[REQUIRED WORK]
Please copy all of the records below word for word, and leave the pictures out of your answer.

Records

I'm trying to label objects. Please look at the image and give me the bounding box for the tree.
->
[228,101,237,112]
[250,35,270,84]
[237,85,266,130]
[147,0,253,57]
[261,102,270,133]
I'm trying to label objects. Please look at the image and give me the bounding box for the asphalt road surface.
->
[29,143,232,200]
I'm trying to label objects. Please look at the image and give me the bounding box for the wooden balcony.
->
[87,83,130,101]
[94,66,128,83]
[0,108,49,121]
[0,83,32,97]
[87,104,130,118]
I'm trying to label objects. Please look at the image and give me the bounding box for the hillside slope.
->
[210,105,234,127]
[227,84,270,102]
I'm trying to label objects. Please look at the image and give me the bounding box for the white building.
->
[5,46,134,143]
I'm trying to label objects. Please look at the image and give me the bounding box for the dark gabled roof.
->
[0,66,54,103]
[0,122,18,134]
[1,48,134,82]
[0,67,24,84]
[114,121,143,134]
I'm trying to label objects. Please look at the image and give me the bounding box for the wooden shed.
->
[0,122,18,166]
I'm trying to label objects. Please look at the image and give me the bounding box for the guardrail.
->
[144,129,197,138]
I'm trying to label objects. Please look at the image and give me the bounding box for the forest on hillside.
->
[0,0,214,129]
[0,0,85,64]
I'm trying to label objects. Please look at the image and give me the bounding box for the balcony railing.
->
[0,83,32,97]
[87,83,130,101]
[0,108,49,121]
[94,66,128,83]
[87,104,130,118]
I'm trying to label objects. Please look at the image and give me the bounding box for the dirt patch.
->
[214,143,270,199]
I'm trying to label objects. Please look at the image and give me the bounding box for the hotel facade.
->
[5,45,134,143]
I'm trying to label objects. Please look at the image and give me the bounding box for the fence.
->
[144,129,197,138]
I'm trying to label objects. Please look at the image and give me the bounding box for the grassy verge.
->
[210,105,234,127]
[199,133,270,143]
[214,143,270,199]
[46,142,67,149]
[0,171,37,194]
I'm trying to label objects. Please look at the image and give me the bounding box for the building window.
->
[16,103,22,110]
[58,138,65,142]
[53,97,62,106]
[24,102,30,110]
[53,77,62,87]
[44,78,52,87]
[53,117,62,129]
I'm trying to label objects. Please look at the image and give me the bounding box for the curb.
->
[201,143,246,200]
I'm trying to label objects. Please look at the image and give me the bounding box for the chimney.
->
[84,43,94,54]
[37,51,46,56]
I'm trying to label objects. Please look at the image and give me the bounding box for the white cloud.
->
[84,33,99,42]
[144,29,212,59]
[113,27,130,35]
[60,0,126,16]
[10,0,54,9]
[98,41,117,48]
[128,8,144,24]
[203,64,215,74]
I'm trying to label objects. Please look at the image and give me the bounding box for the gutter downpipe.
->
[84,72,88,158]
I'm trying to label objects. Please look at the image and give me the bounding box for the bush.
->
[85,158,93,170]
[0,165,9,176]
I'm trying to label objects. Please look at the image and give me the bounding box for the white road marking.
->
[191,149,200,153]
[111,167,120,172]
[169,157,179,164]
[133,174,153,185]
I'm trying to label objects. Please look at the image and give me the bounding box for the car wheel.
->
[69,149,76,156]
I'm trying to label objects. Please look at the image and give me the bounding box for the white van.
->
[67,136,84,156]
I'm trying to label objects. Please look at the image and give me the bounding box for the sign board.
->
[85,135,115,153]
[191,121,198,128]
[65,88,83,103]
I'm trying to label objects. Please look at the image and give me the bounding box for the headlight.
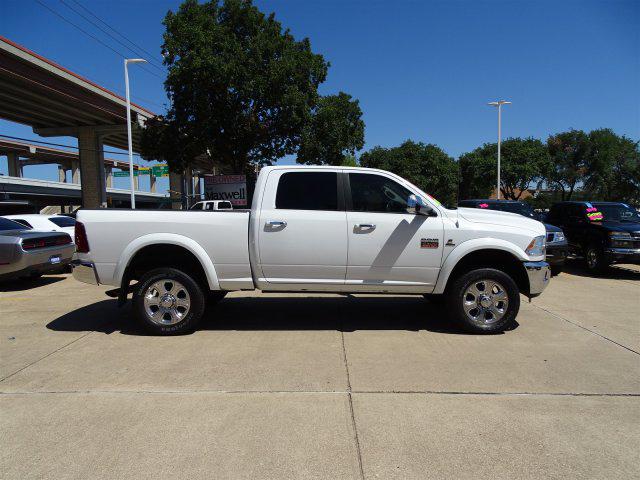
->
[547,232,564,243]
[525,235,545,257]
[609,232,631,240]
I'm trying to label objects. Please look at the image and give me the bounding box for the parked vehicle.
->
[4,213,76,238]
[74,166,550,334]
[189,200,233,211]
[547,202,640,273]
[458,198,569,275]
[0,217,75,280]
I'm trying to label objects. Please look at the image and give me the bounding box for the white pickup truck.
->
[73,166,550,335]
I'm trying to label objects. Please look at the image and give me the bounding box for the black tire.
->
[447,268,520,334]
[132,268,205,335]
[207,290,227,305]
[549,265,564,277]
[584,244,610,275]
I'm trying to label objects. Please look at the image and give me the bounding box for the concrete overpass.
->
[0,36,157,208]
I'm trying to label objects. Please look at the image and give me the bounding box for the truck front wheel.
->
[447,268,520,333]
[133,268,205,335]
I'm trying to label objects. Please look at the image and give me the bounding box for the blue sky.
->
[0,0,640,188]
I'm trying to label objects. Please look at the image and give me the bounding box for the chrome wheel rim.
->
[144,278,191,325]
[462,279,509,325]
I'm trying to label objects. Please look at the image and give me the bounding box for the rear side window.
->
[12,218,33,228]
[49,217,76,227]
[349,173,411,213]
[276,172,338,210]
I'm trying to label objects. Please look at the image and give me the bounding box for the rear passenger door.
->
[258,168,347,289]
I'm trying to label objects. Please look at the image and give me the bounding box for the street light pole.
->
[487,100,511,200]
[124,58,147,209]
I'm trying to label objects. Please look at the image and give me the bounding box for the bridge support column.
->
[169,172,184,210]
[104,165,113,188]
[78,127,107,208]
[7,152,22,177]
[149,171,156,193]
[71,161,80,183]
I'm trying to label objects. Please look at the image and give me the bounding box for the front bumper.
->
[0,243,76,280]
[71,259,100,285]
[604,248,640,265]
[523,262,551,297]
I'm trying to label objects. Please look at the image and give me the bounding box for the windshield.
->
[593,203,640,222]
[0,217,29,232]
[497,202,536,218]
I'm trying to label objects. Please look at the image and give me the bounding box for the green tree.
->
[546,130,591,200]
[459,138,551,200]
[297,92,364,165]
[141,0,328,173]
[360,140,459,206]
[584,128,640,204]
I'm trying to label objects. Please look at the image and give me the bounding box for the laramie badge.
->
[420,238,439,248]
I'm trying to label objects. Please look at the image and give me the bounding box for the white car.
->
[4,213,76,238]
[72,166,550,335]
[189,200,233,212]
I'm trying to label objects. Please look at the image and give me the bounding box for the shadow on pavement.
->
[561,260,640,281]
[47,295,518,335]
[0,276,66,292]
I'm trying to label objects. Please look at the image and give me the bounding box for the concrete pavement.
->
[0,268,640,479]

[RESULT OF THE EXERCISE]
I'm trying to label objects. Please look at the image and give me the bounding box for the tree.
->
[228,101,237,112]
[250,35,270,84]
[237,85,266,130]
[147,0,253,57]
[261,102,270,133]
I'm trying to label objects. Please look at the image and give me the bounding box for the asphalt road surface.
->
[29,143,232,200]
I'm trying to label objects. Please look at the image and give me the bounding box for the wooden balcony.
->
[87,83,130,101]
[94,66,128,83]
[0,108,49,121]
[0,83,32,97]
[87,104,130,118]
I'm trying to label objects. Please look at the image and give me the bounding box for the hillside slope.
->
[210,105,234,127]
[227,84,270,102]
I'm trying to label objects. Please look at the image and give me the bounding box for the white building.
->
[5,46,134,143]
I'm trying to label objects. Please look at the image and give me the bounding box for the dark gabled roof.
->
[0,66,54,103]
[0,122,18,134]
[1,48,134,82]
[0,67,24,84]
[114,121,143,134]
I'm trying to label objects. Please look at the image and give me the bounding box for the wooden shed.
->
[0,122,18,166]
I'm trying to label objects. Please look at the image and give me the bounding box for the guardrail.
->
[144,129,197,138]
I'm trying to label objects. Please look at the image and give me the bounding box for the forest on hillside.
->
[0,0,214,129]
[0,0,85,64]
I'm trying to label objects. Please look at the image and give me the bounding box for the balcony railing.
->
[0,83,32,97]
[87,83,130,101]
[0,108,49,121]
[94,66,128,83]
[87,104,130,118]
I'm trying to label objects. Please look at the image and give me the bounding box for the dirt patch.
->
[214,143,270,199]
I'm trying to label objects. Please look at the image and give me the bounding box for the hotel facade.
->
[5,45,134,143]
I'm trying to label objects. Please look at the image and give me the bounding box for the fence.
->
[144,129,197,138]
I'm trying to label objects. Please look at the image and give me the bounding box for the grassy verge.
->
[210,105,234,127]
[199,133,270,143]
[214,143,270,199]
[46,142,67,149]
[0,171,37,194]
I'm trying to label objects. Please look at the image and give me the bounding box for the building window.
->
[16,103,22,110]
[58,138,65,142]
[53,97,62,106]
[24,102,30,110]
[53,77,62,87]
[44,78,52,87]
[53,117,62,129]
I'm trying to label objects. Please look at the image and give me the bounding box for the curb.
->
[201,143,246,200]
I'm trying to label objects. Please look at the image and give me the bounding box for the chimney.
->
[84,43,94,54]
[37,51,46,56]
I'm trying to label objects. Please look at the image and give me the bounding box for the white cloud.
->
[84,33,99,42]
[144,29,212,59]
[113,27,130,35]
[60,0,126,16]
[10,0,54,9]
[98,41,117,48]
[128,8,144,24]
[203,64,215,74]
I'm trying to label objects. Please look at the image and give me the bounding box for the gutter downpipe.
->
[84,72,88,158]
I'm trying to label objects. Please look at the image and give me the bounding box for the bush.
->
[85,158,93,170]
[0,165,9,176]
I'm trying to label objects. Please look at the image and give me the bounding box for the white road marking.
->
[191,149,200,153]
[111,167,120,172]
[169,157,179,164]
[133,174,153,185]
I'm trying to label objects. Please look at the image and give me the bounding box for the car wheel.
->
[69,149,76,156]
I'm trying to label objects. Please look at the image and give me the bounding box for the white van.
->
[67,136,84,156]
I'm trying to label objects. Please look at the image and give me the bounding box for the sign board.
->
[85,135,115,153]
[191,121,198,128]
[65,88,83,103]
I'm trying to label objects. Please look at the image and give me the bounding box for the headlight.
->
[547,232,564,243]
[525,235,545,257]
[609,232,631,240]
I'm trying to label objects. Please look at the image and give me the bounding box for the parked vehicle.
->
[4,213,76,238]
[74,166,550,334]
[189,200,233,211]
[547,202,640,273]
[458,198,569,275]
[0,217,75,280]
I'm trying to label objects. Please look at the image and give me the bounding box for the white pickup truck.
->
[73,166,550,335]
I'm trying to label objects. Please look at the image and give me the bounding box for the black tire.
->
[447,268,520,334]
[132,268,205,335]
[207,290,227,305]
[549,265,564,277]
[584,244,610,275]
I'm trying to label objects. Please look at the image and give me the bounding box for the concrete overpass.
->
[0,36,157,208]
I'm trying to label objects. Please look at the image and give me the bounding box for the truck front wheel.
->
[447,268,520,333]
[133,268,205,335]
I'm trying to label objects. Please look at the image and give me the bounding box for the blue sky.
->
[0,0,640,188]
I'm trying to label objects. Please look at the image and give me the bounding box for the chrome wheel rim.
->
[144,278,191,325]
[462,279,509,325]
I'm trying to label objects. Please look at the image and give me the bounding box for the rear side window.
->
[12,218,33,228]
[49,217,76,227]
[349,173,411,213]
[276,172,338,210]
I'm trying to label objects. Please look at the image and give me the bounding box for the rear passenger door.
->
[258,168,347,289]
I'm trying to label objects. Please look at the image and give me the bounding box for the street light pole.
->
[487,100,511,200]
[124,58,147,209]
I'm trying to label objects. Please look at the image and give me the bounding box for the bridge support column.
->
[169,172,184,210]
[104,165,113,188]
[78,127,107,208]
[7,152,22,177]
[149,171,156,193]
[71,161,80,183]
I'm trying to label objects. Please look at the image and give me the bounding box for the front bumper.
->
[0,243,76,280]
[71,259,100,285]
[604,248,640,265]
[523,262,551,297]
I'm trying to label objects. Please look at the image and give me the bounding box for the windshield.
->
[593,203,640,222]
[0,217,29,232]
[497,202,536,218]
I'm trying to label objects. Please look at the image and give me the bounding box for the green tree.
->
[546,130,591,200]
[459,138,551,200]
[297,92,364,165]
[141,0,328,173]
[360,140,459,206]
[584,128,640,204]
I'm trying to label objects. Please look at the image and give me the bounding box for the laramie badge.
->
[420,238,439,248]
I'm trying to label objects. Please look at the image and give me the bounding box for the white car.
->
[4,213,76,238]
[72,166,550,335]
[189,200,233,212]
I'm trying to label objects. Please look at the image and give me the bounding box for the shadow on pavement.
->
[561,260,640,281]
[47,295,518,335]
[0,276,66,292]
I'm trying to label objects. Please look at the image and give me the bounding box for the concrete pavement.
->
[0,268,640,479]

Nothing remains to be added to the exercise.